» TASK
The answer is all of the data, repeated exactly.

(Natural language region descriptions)
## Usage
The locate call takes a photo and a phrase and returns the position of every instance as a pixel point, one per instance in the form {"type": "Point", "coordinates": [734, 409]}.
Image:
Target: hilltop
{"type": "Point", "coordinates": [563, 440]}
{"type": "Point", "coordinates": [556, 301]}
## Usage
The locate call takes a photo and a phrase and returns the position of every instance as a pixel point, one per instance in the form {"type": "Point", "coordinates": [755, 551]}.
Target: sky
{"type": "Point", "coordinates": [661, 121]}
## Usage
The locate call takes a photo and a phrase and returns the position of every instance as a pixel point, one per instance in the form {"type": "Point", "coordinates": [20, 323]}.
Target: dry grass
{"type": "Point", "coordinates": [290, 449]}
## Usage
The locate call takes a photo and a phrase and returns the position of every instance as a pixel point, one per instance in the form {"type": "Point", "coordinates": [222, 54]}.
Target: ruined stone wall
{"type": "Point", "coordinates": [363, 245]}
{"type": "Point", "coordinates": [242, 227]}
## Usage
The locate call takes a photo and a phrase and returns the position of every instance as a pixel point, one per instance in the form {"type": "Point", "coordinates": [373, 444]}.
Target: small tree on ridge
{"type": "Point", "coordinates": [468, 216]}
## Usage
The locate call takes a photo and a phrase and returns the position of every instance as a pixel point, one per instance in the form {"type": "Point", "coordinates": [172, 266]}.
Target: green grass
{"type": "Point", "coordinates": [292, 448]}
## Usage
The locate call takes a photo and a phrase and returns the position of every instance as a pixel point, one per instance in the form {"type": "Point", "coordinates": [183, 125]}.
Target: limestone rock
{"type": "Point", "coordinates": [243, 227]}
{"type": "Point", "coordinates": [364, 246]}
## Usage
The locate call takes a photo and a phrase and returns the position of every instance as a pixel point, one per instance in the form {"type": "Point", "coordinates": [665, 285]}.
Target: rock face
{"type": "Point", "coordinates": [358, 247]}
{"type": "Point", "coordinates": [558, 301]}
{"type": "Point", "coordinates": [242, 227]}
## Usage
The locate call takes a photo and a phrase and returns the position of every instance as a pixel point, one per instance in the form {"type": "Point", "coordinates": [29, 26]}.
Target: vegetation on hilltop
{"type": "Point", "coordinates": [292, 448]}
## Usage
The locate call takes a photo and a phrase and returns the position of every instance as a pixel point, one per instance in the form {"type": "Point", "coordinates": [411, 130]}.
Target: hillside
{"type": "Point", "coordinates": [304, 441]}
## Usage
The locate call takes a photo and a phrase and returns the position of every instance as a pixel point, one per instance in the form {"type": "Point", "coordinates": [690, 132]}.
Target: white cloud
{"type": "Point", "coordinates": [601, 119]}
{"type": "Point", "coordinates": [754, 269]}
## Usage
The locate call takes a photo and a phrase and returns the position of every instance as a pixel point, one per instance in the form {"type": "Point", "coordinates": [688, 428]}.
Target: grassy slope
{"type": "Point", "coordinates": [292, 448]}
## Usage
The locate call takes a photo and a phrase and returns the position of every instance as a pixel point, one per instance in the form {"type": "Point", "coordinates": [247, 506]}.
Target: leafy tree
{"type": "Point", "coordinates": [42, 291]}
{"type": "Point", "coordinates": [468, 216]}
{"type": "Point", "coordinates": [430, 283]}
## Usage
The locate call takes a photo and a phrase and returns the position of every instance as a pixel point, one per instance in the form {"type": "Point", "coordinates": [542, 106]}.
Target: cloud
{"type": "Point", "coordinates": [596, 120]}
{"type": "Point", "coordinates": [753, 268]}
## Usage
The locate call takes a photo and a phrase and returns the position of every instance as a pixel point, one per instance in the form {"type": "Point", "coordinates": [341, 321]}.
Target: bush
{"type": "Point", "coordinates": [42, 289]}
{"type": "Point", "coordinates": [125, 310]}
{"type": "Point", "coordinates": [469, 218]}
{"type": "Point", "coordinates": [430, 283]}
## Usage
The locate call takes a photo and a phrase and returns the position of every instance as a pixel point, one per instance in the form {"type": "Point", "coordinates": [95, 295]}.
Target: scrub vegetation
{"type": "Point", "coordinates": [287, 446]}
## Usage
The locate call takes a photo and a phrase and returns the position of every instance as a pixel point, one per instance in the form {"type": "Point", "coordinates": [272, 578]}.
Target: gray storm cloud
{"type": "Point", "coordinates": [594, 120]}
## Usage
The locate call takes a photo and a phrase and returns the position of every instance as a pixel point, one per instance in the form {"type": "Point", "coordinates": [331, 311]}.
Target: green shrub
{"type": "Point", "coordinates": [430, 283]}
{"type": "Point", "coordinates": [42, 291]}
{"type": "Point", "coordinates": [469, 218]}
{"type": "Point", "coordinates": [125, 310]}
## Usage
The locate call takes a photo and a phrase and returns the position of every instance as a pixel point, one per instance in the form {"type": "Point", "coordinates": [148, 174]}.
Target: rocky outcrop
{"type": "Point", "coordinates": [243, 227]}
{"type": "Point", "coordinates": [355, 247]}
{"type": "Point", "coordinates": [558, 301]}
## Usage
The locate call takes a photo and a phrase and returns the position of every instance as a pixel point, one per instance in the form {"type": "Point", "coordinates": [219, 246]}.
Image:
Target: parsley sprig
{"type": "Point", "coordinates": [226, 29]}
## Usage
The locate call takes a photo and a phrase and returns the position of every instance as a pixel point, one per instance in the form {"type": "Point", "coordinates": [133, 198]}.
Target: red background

» ANSWER
## Usage
The locate call takes a photo and a phrase and returns the position of every instance as a pixel point, one per instance in the form {"type": "Point", "coordinates": [734, 409]}.
Image:
Target: hilltop
{"type": "Point", "coordinates": [563, 440]}
{"type": "Point", "coordinates": [556, 301]}
## Usage
The locate call takes a photo and a phrase and returns the position of every instance as a pixel point, one per instance in the form {"type": "Point", "coordinates": [755, 551]}.
Target: sky
{"type": "Point", "coordinates": [661, 121]}
## Usage
The locate call takes a photo and a phrase and returns the position of every instance as a pixel point, one per instance in the form {"type": "Point", "coordinates": [20, 323]}.
Target: dry grass
{"type": "Point", "coordinates": [290, 449]}
## Usage
The locate call takes a photo and a phrase and returns the position of every instance as a pixel point, one per instance in the form {"type": "Point", "coordinates": [222, 54]}.
Target: ruined stone wall
{"type": "Point", "coordinates": [363, 245]}
{"type": "Point", "coordinates": [242, 227]}
## Usage
The locate call takes a photo and a phrase and returns the position of every instance as a pixel point, one per instance in the form {"type": "Point", "coordinates": [373, 444]}.
Target: small tree on ridge
{"type": "Point", "coordinates": [468, 216]}
## Usage
The locate call takes a photo and a phrase and returns the position of every instance as a pixel point, one per instance in the form {"type": "Point", "coordinates": [172, 266]}.
Target: green grass
{"type": "Point", "coordinates": [292, 448]}
## Usage
The locate call takes a photo and a phrase and returns the position of every instance as a pixel point, one per instance in the form {"type": "Point", "coordinates": [183, 125]}.
Target: limestone rock
{"type": "Point", "coordinates": [243, 227]}
{"type": "Point", "coordinates": [364, 246]}
## Usage
The locate call takes a photo and a phrase and returns the position of every instance as a pixel point, one per instance in the form {"type": "Point", "coordinates": [665, 285]}.
Target: rock face
{"type": "Point", "coordinates": [358, 247]}
{"type": "Point", "coordinates": [558, 301]}
{"type": "Point", "coordinates": [242, 227]}
## Usage
The locate call takes a photo and a phrase and returns the position of every instance as a pixel point, one per instance in the form {"type": "Point", "coordinates": [29, 26]}.
Target: vegetation on hilltop
{"type": "Point", "coordinates": [292, 448]}
## Usage
The locate call takes a photo and a phrase and returns the position of every instance as a pixel point, one per instance in the form {"type": "Point", "coordinates": [411, 130]}.
Target: hillside
{"type": "Point", "coordinates": [304, 441]}
## Usage
The locate call takes a photo and a phrase and returns the position of every instance as a pixel point, one per instance in the form {"type": "Point", "coordinates": [690, 132]}.
Target: white cloud
{"type": "Point", "coordinates": [601, 119]}
{"type": "Point", "coordinates": [754, 269]}
## Usage
The locate call takes a photo and a phrase and returns the position of every instance as a pixel point, one per instance in the form {"type": "Point", "coordinates": [688, 428]}.
Target: grassy slope
{"type": "Point", "coordinates": [292, 448]}
## Usage
The locate call takes a photo and a phrase and returns the position of every instance as a pixel point, one per instance in the form {"type": "Point", "coordinates": [247, 506]}.
Target: leafy tree
{"type": "Point", "coordinates": [42, 291]}
{"type": "Point", "coordinates": [468, 216]}
{"type": "Point", "coordinates": [430, 283]}
## Usage
The locate call takes a photo and a phrase and returns the position of every instance as a pixel point, one per instance in the form {"type": "Point", "coordinates": [542, 106]}.
Target: cloud
{"type": "Point", "coordinates": [596, 120]}
{"type": "Point", "coordinates": [753, 268]}
## Usage
The locate call takes a photo and a phrase and returns the position of every instance as a pixel point, one per instance in the form {"type": "Point", "coordinates": [341, 321]}.
Target: bush
{"type": "Point", "coordinates": [42, 289]}
{"type": "Point", "coordinates": [125, 310]}
{"type": "Point", "coordinates": [469, 218]}
{"type": "Point", "coordinates": [430, 283]}
## Usage
The locate call takes a photo and a phrase and returns the position of every instance as a pixel point, one per instance in the form {"type": "Point", "coordinates": [95, 295]}.
Target: scrub vegetation
{"type": "Point", "coordinates": [287, 446]}
## Usage
The locate call takes a photo and a phrase and returns the position of every instance as a pixel point, one per instance in the form {"type": "Point", "coordinates": [272, 578]}.
Target: gray storm cloud
{"type": "Point", "coordinates": [594, 120]}
## Usage
The locate call takes a photo and a phrase and returns the position of every instance as a pixel point, one per instance in the form {"type": "Point", "coordinates": [331, 311]}.
Target: green shrub
{"type": "Point", "coordinates": [430, 283]}
{"type": "Point", "coordinates": [42, 291]}
{"type": "Point", "coordinates": [469, 218]}
{"type": "Point", "coordinates": [125, 310]}
## Usage
The locate call takes a photo and a phrase and returns the position of every instance as a pixel point, one per instance in the form {"type": "Point", "coordinates": [148, 174]}.
Target: rocky outcrop
{"type": "Point", "coordinates": [243, 227]}
{"type": "Point", "coordinates": [355, 247]}
{"type": "Point", "coordinates": [558, 301]}
## Usage
The locate call takes a photo and a phrase and returns the position of every instance as a pixel point, one per instance in the form {"type": "Point", "coordinates": [219, 246]}.
Image:
Target: parsley sprig
{"type": "Point", "coordinates": [226, 29]}
## Usage
The locate call takes a photo and a phrase and returns the position of every instance as a pixel point, one per instance in the form {"type": "Point", "coordinates": [133, 198]}.
Target: red background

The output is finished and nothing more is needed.